This Professional Development event is a unique opportunity for teaching practitioners, school administrators, and education researchers to receive state-of-the-art instruction and guidance for optimal pedagogical practice.

 


SCHEDULE

DATES  Monday, June 10 – Friday, June 14
AM SESSION  9AM-noon
PM SESSION  1PM-4PM

 

You may choose any combination of courses that do not conflict with each other according to scheduled meeting times.

Course dates and times are listed in the Course Description section below, but please visit our TCSI Website for a visual schedule guide course schedule and cost information: TCSI Website

To go directly to registation, please go to: TCSI Registration Form


COURSE DESCRIPTIONS

TTCT Figural Scoring Workshop

TTCT Figural training participants will become proficient at scoring the norms-based creativity components measured by the TTCT Figural: fluency, originality, elaboration, resistance to closure, and abstractness of titles. Additionally, participants will learn how to score the criterion-based creative strengths checklist and assign test-takers' Creativity Index and National Percentile rank.

Instructor: Desiree I. Sharpe, Ph.D.

Schedule: Monday, June 10-Thursday, June 13/AM/In-person

Committing to Social and Racial Justice in Elementary Education Coursework

In this course, participants will learn how one faculty member infuses diversity, equity, and inclusion into courses taught in the Elementary Education program at the University of Georgia. In doing so the instructor is willing to get uncomfortable with candidates in class. Participants will both learn about the practices as well as engage in activities themselves. Participants will share the strategies they currently use to incorporate diversity, equity, and inclusion into their classes and devise additional methods. The course instructor will model reflective practices looking to one’s early experiences as well as “aha” moments one might experience.

_Information supplied_
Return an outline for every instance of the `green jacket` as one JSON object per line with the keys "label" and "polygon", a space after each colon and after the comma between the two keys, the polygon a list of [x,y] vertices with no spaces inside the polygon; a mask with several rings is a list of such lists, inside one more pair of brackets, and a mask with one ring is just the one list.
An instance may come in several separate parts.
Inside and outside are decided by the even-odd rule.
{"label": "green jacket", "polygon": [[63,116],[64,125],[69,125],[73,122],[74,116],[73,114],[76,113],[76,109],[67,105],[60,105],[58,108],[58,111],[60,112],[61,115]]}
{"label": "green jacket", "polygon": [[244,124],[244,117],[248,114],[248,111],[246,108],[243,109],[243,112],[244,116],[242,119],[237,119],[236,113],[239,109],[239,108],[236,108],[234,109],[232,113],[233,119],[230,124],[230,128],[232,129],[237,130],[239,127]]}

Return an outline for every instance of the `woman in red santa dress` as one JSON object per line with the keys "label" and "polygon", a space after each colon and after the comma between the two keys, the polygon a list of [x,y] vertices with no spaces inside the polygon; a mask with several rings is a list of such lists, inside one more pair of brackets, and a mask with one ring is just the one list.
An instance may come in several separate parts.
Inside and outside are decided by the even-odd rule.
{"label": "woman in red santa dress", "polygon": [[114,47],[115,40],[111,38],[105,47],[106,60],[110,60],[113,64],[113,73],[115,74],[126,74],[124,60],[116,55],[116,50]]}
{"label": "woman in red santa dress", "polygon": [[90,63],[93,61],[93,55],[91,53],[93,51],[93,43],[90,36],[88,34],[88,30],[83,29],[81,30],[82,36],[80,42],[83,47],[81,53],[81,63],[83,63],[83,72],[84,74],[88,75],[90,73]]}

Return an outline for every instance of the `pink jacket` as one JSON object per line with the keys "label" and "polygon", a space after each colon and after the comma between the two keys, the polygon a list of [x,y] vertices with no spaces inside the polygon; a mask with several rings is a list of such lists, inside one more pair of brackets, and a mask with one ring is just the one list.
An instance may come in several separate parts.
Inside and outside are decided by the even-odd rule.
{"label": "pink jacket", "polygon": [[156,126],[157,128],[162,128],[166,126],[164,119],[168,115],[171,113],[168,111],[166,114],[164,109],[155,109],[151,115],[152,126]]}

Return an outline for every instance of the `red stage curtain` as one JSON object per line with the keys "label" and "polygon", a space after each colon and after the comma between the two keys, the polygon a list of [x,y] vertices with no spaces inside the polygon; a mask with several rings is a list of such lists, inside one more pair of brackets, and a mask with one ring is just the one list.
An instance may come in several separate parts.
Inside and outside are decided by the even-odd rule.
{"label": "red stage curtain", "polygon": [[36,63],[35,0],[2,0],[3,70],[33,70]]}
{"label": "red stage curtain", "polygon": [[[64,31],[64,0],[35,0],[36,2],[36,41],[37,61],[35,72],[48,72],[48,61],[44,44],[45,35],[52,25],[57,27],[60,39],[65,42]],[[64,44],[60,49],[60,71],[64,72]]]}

_Task statement_
Write out the stretch of the professional development announcement from "In this course, participants" through "one might experience.", word for word. The listing is separate material, apart from the professional development announcement.

_Result_
In this course, participants will learn how one faculty member infuses diversity, equity, and inclusion into courses taught in the Elementary Education program at the University of Georgia. In doing so the instructor is willing to get uncomfortable with candidates in class. Participants will both learn about the practices as well as engage in activities themselves. Participants will share the strategies they currently use to incorporate diversity, equity, and inclusion into their classes and devise additional methods. The course instructor will model reflective practices looking to one’s early experiences as well as “aha” moments one might experience.